Mosley should procede with caution
It was the first night of the 1982 state Golden Gloves competition, at the old armory in downtown Elizabeth, New Jersey. If you've never had the pleasure, imagine an endless landscape of apartment buildings, smoke stacks, factories, abandoned cars, liquor stores and police sirens.
Or, recall the opening montage to The Sopranos.
I was there to compete in the novice welterweight class, my first time in the Gloves, and as I headed into a back room to receive a physical and get matched up for the night, my trainer, Danny, advised:
“Stand next to someone you think you can beat.”
Danny knew the drill. All the fighters formed a line and a guy from the Amateur Athletic Union – you knew he was with the AAU because he carried a clipboard – ran down the line: you and you, you and you, you and you and so forth, until he got to the end of the line.
Stand next to someone you think you can beat.
Taken another way, know your limitations.
I walked into that backroom, looked around for another freckled, terrified white kid, and elbowed my way next to him in line.
Shame Mosley has a lot of options after his wonderful win two weeks ago over Antonio Margarito. Welterweight is probably the deepest division in the game right now and there is no dearth of high-profile, big-money fights he can pursue.
And for the first time in a long time, he is carrying the clipboard.
Lots of names are being thrown around: Floyd Mayweather, Ricky Hatton, Manny Pacquiao, even Miguel Cotto, who beat Mosley in a close fight at the end of 2007.
So many choices. Mosley has a chance in all of them, but he would do well to follow my old trainer's device. Despite all evidence to the contrary, he is not 25 years old again. He is not invincible. He is not inhuman. He has not found the Fountain of Youth.
He remains a 37-year-old prizefighter who needs to be matched against opponents who will complement his still formidable array of strengths. Few of us saw it beforehand, but Margarito was exactly the right kind of opponent to fulfill that job. Mosley knew it.
“I know how to fight the Mexican-style fighters,” he told ESPN's Brian Kenny on Friday Night Fights last week. “I grew up in California so I know how they fight.”

▶ Exercise 1: In the boxing column, why does Mosley say he knows how to fight Mexican-style fighters? Answer in one to three sentences.
The boxing column and the entries that come next are unrelated.

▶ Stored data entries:
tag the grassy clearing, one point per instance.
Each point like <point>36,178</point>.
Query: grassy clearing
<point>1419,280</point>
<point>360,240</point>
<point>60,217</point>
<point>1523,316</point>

▶ Exercise 2: Please scale the stored data entries by rewriting every line in full. Multiply each point coordinate in the answers by 1.05 and round to whole numbers, with halves rounded up.

▶ Expected answer 1: Mosley says he grew up in California, so he knows how Mexican-style fighters fight.

▶ Expected answer 2:
tag the grassy clearing, one point per instance.
Each point like <point>36,178</point>.
Query: grassy clearing
<point>1490,294</point>
<point>378,252</point>
<point>63,228</point>
<point>1599,332</point>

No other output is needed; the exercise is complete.